Required action — Restate exactly, and only, the lines from the one containing "boxes needed: player's hand" through the end of the entries, keeping both endpoints.

Exercise data —
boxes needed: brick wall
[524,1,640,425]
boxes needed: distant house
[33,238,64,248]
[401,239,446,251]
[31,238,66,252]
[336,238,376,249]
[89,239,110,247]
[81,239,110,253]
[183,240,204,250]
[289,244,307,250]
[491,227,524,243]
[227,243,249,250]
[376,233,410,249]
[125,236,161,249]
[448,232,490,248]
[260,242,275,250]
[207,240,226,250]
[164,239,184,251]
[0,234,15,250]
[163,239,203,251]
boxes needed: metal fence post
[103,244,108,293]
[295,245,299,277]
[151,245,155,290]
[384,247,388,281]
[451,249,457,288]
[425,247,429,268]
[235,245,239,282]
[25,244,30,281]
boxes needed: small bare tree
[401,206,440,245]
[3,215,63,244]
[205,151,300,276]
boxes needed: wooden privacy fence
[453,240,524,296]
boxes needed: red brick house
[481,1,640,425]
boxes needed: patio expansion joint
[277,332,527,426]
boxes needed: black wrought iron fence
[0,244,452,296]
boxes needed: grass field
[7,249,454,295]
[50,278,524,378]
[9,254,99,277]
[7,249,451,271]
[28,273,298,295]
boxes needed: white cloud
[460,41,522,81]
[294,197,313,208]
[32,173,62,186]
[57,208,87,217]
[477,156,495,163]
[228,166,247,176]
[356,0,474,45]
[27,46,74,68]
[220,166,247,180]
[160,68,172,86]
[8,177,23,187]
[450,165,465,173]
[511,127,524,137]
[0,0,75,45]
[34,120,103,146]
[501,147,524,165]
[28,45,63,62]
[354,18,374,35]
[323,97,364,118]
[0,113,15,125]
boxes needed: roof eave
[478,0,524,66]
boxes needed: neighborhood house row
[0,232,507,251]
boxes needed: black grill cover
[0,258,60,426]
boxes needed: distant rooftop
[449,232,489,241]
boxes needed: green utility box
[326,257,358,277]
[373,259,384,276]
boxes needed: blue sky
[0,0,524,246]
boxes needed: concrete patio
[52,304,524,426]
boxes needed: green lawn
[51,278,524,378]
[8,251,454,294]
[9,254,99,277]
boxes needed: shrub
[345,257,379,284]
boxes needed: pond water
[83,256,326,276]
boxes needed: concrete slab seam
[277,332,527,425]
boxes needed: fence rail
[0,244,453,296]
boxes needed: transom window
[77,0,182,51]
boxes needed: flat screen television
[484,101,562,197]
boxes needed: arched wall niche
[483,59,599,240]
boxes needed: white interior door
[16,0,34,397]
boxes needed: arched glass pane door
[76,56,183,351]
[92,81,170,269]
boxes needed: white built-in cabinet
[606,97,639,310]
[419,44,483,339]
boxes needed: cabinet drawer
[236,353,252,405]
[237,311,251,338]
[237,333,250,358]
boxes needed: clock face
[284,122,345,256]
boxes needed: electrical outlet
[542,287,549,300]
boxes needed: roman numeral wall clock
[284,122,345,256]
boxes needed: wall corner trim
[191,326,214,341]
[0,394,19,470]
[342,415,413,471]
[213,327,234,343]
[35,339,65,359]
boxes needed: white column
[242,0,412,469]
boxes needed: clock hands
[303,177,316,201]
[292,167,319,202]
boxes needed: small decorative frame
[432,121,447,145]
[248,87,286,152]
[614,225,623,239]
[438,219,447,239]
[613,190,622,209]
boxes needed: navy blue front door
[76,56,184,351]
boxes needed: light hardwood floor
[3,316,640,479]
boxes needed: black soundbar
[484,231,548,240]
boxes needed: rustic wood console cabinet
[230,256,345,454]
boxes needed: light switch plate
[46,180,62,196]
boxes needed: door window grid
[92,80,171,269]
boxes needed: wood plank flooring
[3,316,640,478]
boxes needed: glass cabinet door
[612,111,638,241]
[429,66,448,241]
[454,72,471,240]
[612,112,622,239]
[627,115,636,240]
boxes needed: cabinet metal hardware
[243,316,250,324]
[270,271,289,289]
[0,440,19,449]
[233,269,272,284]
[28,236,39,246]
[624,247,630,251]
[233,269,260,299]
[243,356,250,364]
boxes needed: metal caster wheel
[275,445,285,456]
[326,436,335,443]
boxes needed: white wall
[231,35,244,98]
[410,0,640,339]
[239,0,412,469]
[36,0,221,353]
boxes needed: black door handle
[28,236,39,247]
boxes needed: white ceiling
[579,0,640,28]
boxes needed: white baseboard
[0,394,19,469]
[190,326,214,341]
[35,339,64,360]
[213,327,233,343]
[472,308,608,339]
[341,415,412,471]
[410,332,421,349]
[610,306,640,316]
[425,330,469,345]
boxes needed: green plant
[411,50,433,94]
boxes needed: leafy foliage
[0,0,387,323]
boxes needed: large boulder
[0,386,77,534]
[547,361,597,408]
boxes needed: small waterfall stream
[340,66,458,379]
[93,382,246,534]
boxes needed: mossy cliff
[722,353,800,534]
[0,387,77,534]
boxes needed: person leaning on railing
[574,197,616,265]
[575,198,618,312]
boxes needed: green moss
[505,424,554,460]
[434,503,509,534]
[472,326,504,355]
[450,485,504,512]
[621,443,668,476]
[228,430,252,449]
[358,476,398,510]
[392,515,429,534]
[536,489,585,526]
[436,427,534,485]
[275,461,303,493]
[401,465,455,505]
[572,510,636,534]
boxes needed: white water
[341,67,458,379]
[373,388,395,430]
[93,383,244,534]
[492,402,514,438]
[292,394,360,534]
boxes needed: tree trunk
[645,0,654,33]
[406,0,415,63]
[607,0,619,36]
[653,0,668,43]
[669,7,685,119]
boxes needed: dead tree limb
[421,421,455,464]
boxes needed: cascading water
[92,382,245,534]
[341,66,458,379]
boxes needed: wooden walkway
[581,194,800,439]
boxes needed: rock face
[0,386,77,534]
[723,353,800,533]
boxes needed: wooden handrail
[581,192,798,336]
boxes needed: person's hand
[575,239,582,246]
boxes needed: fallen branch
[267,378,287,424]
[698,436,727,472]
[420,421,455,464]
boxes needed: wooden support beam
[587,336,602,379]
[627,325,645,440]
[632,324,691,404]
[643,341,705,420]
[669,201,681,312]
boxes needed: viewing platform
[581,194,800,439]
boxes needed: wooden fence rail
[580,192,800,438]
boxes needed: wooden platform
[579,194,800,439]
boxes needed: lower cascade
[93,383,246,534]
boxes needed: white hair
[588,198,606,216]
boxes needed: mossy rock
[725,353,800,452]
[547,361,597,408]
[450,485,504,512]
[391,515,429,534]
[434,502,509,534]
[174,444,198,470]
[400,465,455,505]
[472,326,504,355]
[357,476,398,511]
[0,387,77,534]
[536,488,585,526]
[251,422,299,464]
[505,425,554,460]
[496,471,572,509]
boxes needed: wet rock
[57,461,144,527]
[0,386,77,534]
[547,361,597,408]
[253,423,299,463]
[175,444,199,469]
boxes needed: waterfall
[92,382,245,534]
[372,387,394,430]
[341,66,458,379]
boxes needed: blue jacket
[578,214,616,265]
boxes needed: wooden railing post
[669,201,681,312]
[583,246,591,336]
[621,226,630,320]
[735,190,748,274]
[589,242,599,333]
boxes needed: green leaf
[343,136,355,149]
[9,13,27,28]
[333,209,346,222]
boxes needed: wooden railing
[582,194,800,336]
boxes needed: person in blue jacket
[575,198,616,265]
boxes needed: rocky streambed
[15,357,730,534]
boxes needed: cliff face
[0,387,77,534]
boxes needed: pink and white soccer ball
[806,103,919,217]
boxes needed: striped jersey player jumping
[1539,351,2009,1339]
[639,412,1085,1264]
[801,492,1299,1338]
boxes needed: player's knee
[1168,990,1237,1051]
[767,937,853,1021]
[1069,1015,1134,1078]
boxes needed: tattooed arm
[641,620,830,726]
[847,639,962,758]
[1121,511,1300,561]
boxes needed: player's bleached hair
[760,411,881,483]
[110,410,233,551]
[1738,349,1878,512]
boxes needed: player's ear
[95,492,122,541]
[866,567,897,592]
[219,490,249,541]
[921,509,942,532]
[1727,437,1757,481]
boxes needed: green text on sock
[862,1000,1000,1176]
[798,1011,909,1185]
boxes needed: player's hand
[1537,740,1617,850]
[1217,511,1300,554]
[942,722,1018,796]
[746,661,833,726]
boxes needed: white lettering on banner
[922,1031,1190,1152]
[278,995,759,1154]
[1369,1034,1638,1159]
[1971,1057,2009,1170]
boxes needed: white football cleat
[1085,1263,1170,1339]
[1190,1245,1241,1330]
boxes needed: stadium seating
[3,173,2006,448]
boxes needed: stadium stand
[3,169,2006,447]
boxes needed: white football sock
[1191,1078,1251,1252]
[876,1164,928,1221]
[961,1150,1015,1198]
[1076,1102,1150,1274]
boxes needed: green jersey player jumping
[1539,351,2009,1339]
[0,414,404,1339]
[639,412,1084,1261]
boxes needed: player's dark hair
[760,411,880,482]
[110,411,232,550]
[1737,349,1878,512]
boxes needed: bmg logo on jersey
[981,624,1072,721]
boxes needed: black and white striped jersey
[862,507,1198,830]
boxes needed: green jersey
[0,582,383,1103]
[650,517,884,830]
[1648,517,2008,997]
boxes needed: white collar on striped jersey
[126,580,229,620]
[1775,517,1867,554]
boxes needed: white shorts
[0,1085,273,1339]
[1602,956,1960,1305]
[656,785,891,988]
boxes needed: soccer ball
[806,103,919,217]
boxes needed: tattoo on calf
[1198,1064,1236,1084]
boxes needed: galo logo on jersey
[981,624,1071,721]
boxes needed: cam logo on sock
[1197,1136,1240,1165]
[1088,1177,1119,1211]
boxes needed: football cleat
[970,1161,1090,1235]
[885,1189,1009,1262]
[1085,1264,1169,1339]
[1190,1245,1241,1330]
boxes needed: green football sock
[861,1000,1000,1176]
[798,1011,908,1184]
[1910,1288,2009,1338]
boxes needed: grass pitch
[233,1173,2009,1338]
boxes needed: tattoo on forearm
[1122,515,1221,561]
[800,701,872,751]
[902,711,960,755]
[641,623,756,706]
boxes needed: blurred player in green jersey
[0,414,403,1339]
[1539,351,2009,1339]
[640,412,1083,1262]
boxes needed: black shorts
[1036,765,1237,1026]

Answer to this task —
boxes needed: player's hand
[1537,740,1617,850]
[1217,511,1300,554]
[942,722,1018,796]
[746,661,833,726]
boxes needed: white lettering on banner
[922,1031,1190,1152]
[278,995,759,1154]
[1369,1034,1638,1159]
[1971,1057,2009,1170]
boxes needed: white football cleat
[1085,1263,1170,1339]
[1190,1245,1241,1330]
boxes needed: stadium seating
[3,173,2006,448]
boxes needed: stadium stand
[3,169,2006,447]
boxes needed: white football sock
[1191,1078,1251,1252]
[876,1164,928,1221]
[961,1150,1015,1198]
[1076,1102,1150,1274]
boxes needed: green jersey player jumping
[1539,351,2009,1339]
[0,414,404,1339]
[639,412,1084,1261]
boxes needed: player's dark hair
[760,411,880,482]
[110,411,232,550]
[1737,349,1878,512]
boxes needed: bmg logo on jersey
[981,624,1072,721]
boxes needed: black and white striped jersey
[862,507,1198,830]
boxes needed: green jersey
[0,582,383,1103]
[650,517,884,830]
[1648,517,2008,997]
boxes needed: white collar on striped jersey
[126,580,229,620]
[1775,517,1867,554]
boxes needed: white shorts
[0,1085,273,1339]
[1602,956,1960,1305]
[656,785,891,988]
boxes needed: soccer ball
[806,103,919,217]
boxes needed: tattoo on calf
[1198,1064,1236,1084]
boxes needed: galo logo on jersey
[981,624,1071,721]
boxes needed: cam logo on sock
[1197,1136,1240,1165]
[1088,1177,1119,1211]
boxes needed: football cleat
[970,1161,1090,1235]
[885,1189,1009,1262]
[1085,1264,1169,1339]
[1190,1245,1241,1330]
boxes needed: green football sock
[861,1000,1000,1176]
[798,1011,908,1184]
[1910,1288,2009,1338]
boxes needed: grass pitch
[233,1173,2009,1338]
boxes needed: tattoo on forearm
[1122,515,1221,561]
[800,701,872,751]
[902,711,960,755]
[641,623,756,706]
boxes needed: blurred player in green jersey
[0,414,403,1339]
[1539,351,2009,1339]
[640,412,1083,1262]
boxes needed: black shorts
[1036,765,1237,1026]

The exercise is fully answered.